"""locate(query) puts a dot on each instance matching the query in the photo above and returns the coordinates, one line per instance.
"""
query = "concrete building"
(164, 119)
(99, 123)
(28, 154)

**Job**: Change "coordinates" to "positions" throughout the records above. Write out every line again with nothing else altered.

**Complete output**:
"""locate(query) puts a dot on each instance matching the query in the photo above and returns the positions, one line per instance.
"""
query = "concrete building"
(164, 119)
(99, 123)
(28, 154)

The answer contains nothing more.